**Reading text**

Most folks in the construction business have heard about “mandatory warranties” for residential construction. They may know that the Homeowner Protection Office is involved in enforcing the requirements. They may even know that the Homeowner Protection Act contains the specific requirements for residential builders in B.C.
In my experience, however, many are surprised when they are advised of the specifics of the warranty program, and the responsibilities of the involved parties. The purpose of this article is to shed some light on what this warranty regime is all about.
The Inception and Purpose of the Warranty Regime
Statutory regulations governing mandatory residential builder licensing and home warranty insurance for new homes were passed in January 1999, and implemented July 1, 1999. Since that time, builders are generally required to register with a warranty provider before they can develop and construct residential housing. In turn, a warranty provider promises to warrant the housing built by the builder in accordance with the requirements of the applicable legislation.

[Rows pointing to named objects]
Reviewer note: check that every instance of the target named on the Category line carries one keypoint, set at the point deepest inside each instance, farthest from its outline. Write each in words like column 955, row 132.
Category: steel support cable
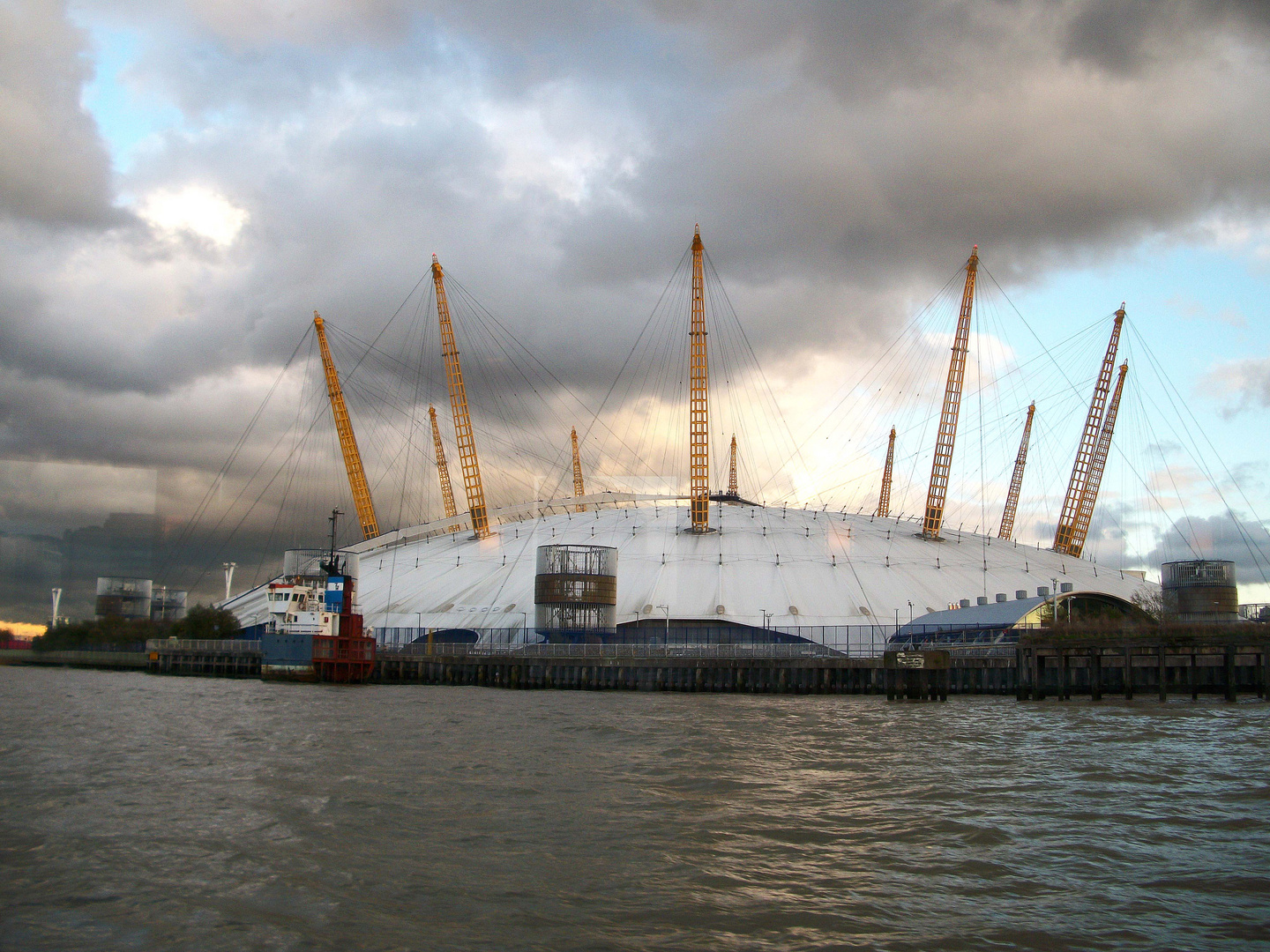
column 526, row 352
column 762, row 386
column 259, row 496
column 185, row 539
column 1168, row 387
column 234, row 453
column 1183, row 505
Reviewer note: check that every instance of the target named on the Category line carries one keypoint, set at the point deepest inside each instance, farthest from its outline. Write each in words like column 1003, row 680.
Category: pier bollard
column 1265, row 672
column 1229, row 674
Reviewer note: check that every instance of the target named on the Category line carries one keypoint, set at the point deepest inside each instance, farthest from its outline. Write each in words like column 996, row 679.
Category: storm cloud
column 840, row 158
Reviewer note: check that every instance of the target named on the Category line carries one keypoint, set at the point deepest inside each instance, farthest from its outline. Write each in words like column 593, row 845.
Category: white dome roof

* * *

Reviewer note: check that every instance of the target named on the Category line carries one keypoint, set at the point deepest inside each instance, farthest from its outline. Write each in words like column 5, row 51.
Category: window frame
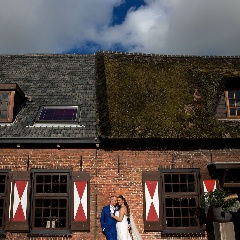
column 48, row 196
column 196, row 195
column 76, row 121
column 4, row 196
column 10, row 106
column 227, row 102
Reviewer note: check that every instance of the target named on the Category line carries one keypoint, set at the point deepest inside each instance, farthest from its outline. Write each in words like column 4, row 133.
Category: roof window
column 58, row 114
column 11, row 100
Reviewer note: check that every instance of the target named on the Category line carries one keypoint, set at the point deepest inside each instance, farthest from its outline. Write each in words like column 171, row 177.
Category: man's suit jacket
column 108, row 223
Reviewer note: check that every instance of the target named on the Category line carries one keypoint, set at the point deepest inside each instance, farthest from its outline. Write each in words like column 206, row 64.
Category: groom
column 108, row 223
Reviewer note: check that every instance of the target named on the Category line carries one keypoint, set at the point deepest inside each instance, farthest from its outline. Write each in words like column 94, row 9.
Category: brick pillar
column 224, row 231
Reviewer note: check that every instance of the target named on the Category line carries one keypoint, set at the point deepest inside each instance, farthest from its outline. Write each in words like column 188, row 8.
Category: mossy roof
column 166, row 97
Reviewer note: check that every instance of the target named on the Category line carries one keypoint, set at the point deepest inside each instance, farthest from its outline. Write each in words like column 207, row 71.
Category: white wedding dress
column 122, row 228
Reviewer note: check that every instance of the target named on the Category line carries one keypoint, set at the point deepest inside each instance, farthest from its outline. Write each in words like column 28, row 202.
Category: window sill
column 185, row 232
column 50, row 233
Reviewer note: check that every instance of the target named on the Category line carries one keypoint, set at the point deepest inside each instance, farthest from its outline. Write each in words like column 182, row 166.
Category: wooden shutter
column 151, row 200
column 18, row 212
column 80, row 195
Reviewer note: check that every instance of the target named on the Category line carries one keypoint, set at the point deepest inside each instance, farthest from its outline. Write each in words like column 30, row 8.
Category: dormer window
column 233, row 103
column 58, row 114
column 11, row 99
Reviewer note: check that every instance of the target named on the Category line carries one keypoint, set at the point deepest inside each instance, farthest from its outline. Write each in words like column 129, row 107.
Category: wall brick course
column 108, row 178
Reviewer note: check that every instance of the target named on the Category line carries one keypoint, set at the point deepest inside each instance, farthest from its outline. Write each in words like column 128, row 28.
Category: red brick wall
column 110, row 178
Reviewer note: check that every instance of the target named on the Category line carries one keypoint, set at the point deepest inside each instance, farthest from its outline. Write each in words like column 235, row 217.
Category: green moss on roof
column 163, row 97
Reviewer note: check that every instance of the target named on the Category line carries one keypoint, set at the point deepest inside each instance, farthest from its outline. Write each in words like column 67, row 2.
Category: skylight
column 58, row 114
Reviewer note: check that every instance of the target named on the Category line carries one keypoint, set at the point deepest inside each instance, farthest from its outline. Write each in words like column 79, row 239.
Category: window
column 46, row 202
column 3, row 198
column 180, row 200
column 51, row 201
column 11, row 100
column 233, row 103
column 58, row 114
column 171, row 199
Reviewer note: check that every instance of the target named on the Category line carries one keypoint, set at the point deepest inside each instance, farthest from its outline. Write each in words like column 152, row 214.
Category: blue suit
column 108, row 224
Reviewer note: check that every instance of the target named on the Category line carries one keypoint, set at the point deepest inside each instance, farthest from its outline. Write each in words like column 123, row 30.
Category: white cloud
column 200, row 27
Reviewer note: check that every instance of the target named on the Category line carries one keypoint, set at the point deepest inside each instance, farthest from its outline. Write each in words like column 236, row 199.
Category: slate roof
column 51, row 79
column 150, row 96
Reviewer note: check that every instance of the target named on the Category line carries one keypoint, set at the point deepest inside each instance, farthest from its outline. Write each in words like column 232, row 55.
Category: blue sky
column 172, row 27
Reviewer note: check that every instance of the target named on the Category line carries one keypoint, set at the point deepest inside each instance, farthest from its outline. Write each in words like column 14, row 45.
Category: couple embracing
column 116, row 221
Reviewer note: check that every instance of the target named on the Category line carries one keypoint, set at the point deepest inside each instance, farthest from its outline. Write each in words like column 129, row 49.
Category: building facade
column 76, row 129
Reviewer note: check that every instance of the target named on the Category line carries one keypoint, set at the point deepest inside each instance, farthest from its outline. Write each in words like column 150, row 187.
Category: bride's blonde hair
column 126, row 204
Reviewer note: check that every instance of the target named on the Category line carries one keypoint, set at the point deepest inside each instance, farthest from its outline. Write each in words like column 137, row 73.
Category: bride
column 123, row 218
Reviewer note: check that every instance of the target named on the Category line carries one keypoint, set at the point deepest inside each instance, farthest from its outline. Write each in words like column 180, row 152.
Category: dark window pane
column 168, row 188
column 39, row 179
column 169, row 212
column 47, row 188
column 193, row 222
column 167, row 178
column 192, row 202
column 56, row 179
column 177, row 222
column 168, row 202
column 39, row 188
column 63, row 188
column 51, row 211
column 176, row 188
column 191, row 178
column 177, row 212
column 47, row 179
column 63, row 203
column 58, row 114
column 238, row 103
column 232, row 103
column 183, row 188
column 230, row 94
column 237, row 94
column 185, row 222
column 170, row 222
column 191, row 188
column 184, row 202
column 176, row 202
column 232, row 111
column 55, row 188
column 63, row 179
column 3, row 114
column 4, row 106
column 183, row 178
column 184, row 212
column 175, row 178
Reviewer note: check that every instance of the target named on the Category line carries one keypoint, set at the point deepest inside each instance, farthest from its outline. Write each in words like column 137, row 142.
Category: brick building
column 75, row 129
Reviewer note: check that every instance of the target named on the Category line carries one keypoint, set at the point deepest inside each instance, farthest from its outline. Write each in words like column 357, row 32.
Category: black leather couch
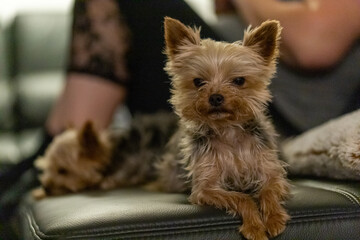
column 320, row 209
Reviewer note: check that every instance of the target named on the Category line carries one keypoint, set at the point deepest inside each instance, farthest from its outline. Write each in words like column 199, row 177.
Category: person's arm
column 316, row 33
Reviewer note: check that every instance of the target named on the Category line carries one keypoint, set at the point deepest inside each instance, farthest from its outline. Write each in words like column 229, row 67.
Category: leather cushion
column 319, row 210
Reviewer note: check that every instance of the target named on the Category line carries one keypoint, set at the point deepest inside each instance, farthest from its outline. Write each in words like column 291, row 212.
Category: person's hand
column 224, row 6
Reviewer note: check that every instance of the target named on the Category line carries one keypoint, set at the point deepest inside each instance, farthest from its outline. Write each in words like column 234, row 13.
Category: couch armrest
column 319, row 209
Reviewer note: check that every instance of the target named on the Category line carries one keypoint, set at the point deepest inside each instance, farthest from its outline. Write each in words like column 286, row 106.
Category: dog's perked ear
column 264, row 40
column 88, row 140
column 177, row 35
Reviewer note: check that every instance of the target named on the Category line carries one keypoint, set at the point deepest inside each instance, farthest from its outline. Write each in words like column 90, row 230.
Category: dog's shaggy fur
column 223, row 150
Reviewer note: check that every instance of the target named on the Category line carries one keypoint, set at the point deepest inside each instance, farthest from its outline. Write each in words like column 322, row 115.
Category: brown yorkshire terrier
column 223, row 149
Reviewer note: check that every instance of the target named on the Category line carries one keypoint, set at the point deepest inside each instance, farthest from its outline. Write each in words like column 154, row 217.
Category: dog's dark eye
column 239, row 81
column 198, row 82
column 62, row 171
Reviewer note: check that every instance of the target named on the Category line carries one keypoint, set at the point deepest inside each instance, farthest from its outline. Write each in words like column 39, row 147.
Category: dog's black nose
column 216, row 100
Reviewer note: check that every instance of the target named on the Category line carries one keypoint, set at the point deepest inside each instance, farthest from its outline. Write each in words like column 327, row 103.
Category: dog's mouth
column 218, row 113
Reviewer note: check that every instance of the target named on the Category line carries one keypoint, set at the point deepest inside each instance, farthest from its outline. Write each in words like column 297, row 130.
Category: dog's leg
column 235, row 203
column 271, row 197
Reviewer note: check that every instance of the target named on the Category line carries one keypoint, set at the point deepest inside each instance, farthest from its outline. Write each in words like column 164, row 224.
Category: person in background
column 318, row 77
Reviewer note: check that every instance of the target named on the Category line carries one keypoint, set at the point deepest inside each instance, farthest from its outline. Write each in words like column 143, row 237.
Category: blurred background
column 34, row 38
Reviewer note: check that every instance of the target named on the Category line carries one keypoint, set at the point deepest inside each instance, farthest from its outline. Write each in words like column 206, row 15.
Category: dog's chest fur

--

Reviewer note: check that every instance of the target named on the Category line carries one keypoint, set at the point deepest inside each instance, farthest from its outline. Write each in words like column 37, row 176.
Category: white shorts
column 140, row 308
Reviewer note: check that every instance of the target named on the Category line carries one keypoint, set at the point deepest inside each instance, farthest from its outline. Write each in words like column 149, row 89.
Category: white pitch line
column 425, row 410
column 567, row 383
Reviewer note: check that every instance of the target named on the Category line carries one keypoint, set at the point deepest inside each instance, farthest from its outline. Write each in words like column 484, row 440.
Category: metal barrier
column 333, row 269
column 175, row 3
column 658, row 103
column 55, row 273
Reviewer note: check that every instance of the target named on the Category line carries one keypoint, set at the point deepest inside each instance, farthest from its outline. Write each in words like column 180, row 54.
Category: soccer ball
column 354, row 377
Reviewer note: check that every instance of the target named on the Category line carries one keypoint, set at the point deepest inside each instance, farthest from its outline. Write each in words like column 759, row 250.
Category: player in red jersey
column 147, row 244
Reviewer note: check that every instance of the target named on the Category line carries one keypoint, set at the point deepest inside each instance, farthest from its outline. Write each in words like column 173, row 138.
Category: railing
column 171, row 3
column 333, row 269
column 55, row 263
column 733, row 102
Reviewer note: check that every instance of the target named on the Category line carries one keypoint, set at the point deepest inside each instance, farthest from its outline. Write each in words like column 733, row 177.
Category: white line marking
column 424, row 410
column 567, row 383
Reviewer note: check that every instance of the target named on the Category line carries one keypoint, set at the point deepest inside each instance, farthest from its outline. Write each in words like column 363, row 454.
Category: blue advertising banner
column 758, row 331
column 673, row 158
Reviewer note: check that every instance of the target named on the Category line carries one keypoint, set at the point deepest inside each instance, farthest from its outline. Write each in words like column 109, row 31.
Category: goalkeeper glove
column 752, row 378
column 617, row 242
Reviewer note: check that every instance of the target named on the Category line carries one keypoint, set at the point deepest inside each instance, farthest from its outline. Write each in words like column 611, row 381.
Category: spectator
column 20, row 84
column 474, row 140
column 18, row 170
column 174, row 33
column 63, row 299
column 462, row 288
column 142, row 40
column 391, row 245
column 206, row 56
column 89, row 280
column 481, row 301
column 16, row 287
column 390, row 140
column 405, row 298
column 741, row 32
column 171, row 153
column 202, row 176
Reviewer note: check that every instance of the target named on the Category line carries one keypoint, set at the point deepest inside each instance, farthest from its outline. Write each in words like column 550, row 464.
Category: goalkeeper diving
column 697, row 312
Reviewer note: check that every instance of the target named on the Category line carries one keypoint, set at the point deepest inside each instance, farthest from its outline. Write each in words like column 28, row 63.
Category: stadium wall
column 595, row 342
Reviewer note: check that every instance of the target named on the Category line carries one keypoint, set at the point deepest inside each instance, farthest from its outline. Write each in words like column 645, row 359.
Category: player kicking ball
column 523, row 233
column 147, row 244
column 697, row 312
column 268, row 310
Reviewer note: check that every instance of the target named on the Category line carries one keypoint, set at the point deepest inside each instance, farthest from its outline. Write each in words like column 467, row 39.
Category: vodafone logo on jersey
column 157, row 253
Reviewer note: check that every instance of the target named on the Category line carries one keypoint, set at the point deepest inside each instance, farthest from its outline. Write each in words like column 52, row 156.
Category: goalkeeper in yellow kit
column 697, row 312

**Task instructions**
- 1) List every name of an office, a law, or a place that appears in the home warranty text.
- 2) Copy the home warranty text from "Most folks in" up to and including "builders in B.C.", renaming "folks" to "people".

**Answers provided**
- 1)
Homeowner Protection Office
Homeowner Protection Act
B.C.

- 2)
Most people in the construction business have heard about “mandatory warranties” for residential construction. They may know that the Homeowner Protection Office is involved in enforcing the requirements. They may even know that the Homeowner Protection Act contains the specific requirements for residential builders in B.C.